Testo estratto:
============
La Bulgaria, invece, dopo un tentativo abortito di imporre il divieto totale nel 2009, sembra decisa a restare l’ultimo paradiso dei fumatori nell’Unione europea o, a seconda dei punti di vista, l’inferno di chi non vorrebbe respirare passivamente il fumo nei locali aperti al pubblico.

La polemica sul tabacco, in un paese da sempre ai primi posti in Europa per consumo di sigarette e numero di fumatori (secondo le ultime statistiche, quasi il 40% della popolazione bulgara) si è riacutizzata nelle ultime settimane.

Nuova norma, vecchi problemi

A metà novembre 2010, infatti, è entrata in vigore una nuova e farraginosa normativa sul fumo. Secondo la legge, i locali sotto i 50 metri quadri possono decidere se permettere o meno di fumare, mentre quelli più grandi devono approntare sale separate per non fumatori e fumatori, queste ultime attrezzate con sistemi di aerazione.

Il governo guidato dal primo ministro Boyko Borisov e dal suo partito GERB (Cittadini per lo sviluppo europeo della Bulgaria) ha già annunciato che le carte in tavola stanno nuovamente per cambiare, anche se però, come spesso succede a questo esecutivo, i segnali lanciati alla società sono ondivaghi e contrastanti.

Entro l’estate 2011, infatti, il fumo dovrebbe essere finalmente proibito, ma solo nei locali più piccoli. Il divieto assoluto di fumo nei locali pubblici, anche quelli più grandi, viene invece rinviato a data da destinarsi. “Succederà nel 2013. Forse a metà anno, forse alla fine. Vedremo”, ha dichiarato laconicamente ai giornalisti lo stesso Borisov.

L’annuncio ha subito riscaldato gli animi delle fazioni pro e contro fumo, ma non solo. L’annoso dibattito sul tabacco, vizio e passione viscerale di milioni di bulgari, è spesso una perfetta cartina tornasole su altri vizi del paese, stavolta sociali e politici.

Nel marzo 2009, ad esempio, era rimbalzata sui media per settimane la storia del licenziamento in tronco di Valeria Petrova, giovane esperta della direzione “Coordinazione europea” del ministero dello Sviluppo Regionale. La Petrova aveva “osato” far notare all’allora ministro (socialista) Asen Gagauzov che, fumando all’interno del ministero, entrava in palese violazione delle circolali da lui stesso firmate. Un modo coraggioso per mettere fine al proprio contratto di collaborazione.
============
Record del dataset:
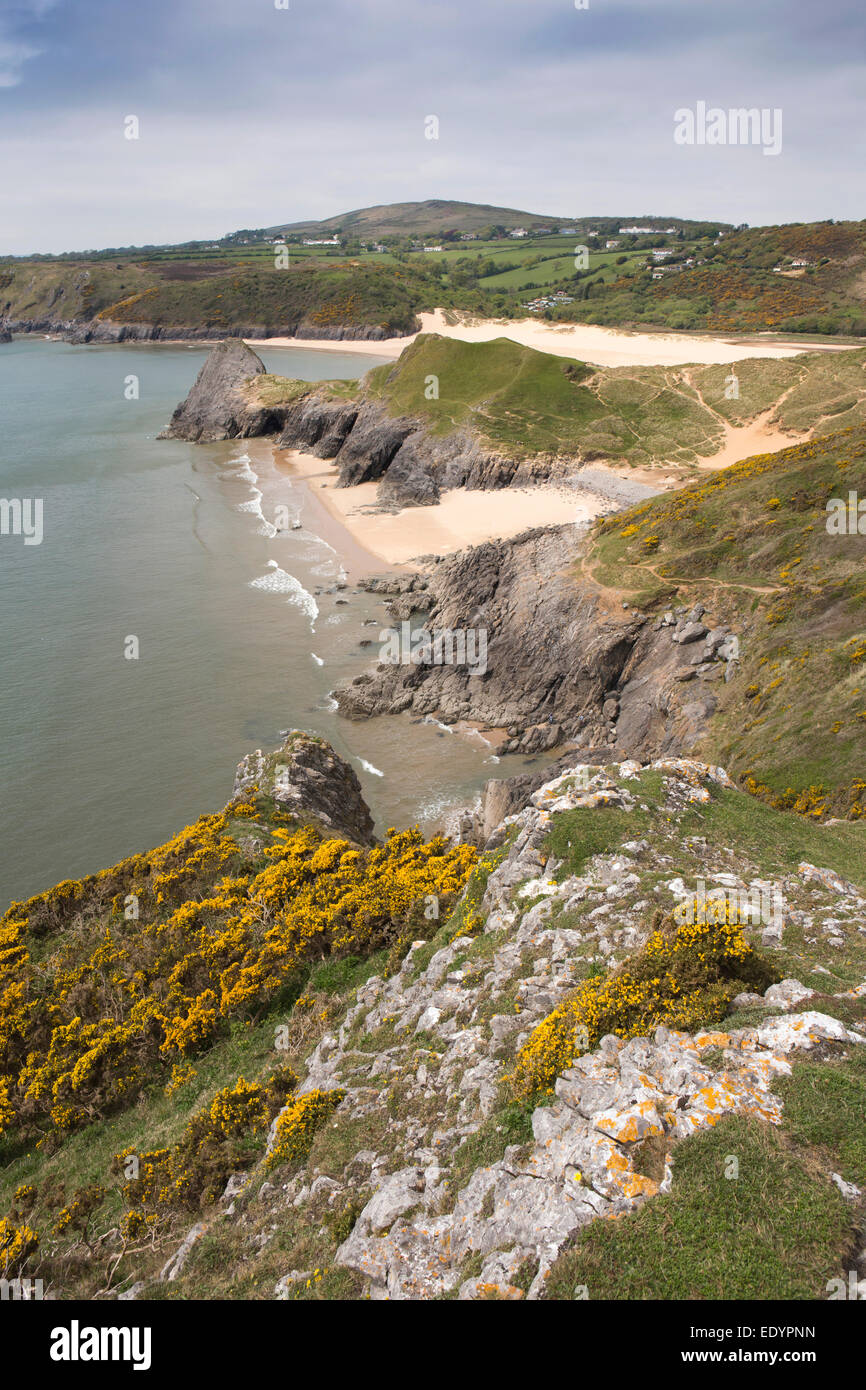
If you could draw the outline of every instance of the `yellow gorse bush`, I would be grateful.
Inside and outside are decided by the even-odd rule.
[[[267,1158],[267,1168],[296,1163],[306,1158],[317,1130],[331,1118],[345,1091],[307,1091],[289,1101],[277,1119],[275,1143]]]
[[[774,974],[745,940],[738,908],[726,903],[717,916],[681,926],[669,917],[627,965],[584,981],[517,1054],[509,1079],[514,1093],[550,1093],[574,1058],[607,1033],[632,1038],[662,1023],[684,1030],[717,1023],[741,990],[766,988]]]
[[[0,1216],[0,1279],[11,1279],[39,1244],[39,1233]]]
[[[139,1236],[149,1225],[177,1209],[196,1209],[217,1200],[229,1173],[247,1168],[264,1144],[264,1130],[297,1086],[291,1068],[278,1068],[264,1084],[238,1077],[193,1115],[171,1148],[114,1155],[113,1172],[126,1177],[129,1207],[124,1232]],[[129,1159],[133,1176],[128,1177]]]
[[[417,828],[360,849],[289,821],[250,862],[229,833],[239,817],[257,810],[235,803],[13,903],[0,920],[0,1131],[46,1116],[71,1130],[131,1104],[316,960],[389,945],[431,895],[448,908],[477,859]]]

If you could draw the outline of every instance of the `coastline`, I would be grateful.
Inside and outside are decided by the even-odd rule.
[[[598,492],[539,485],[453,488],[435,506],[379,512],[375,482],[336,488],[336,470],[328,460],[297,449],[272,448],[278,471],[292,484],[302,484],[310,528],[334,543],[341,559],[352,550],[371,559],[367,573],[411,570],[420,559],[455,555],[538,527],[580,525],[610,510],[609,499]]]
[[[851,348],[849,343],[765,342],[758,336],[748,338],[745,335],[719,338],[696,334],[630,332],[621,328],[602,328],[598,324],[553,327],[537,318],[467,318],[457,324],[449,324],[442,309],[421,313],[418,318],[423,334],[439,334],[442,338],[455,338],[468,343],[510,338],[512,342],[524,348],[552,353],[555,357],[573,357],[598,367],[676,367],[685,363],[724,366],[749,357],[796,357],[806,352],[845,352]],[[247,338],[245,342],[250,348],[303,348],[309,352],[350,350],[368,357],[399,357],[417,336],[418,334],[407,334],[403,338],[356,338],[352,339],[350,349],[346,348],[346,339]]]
============
Istruzioni di lavoro:
a: Trascrivi il passo del testo estratto tra "La Bulgaria, invece, dopo" e "nelle ultime settimane.", estremi inclusi.
b: Elenca tutte le persone che il testo estratto chiama per nome.
c: Nel testo estratto, sotto quale superficie un locale può decidere se permettere o meno di fumare?
I record provengono da un'altra fonte.

Soluzioni:
a:
La Bulgaria, invece, dopo un tentativo abortito di imporre il divieto totale nel 2009, sembra decisa a restare l’ultimo paradiso dei fumatori nell’Unione europea o, a seconda dei punti di vista, l’inferno di chi non vorrebbe respirare passivamente il fumo nei locali aperti al pubblico.

La polemica sul tabacco, in un paese da sempre ai primi posti in Europa per consumo di sigarette e numero di fumatori (secondo le ultime statistiche, quasi il 40% della popolazione bulgara) si è riacutizzata nelle ultime settimane.

b: Boyko Borisov, Valeria Petrova, Asen Gagauzov

c: Sotto i 50 metri quadri.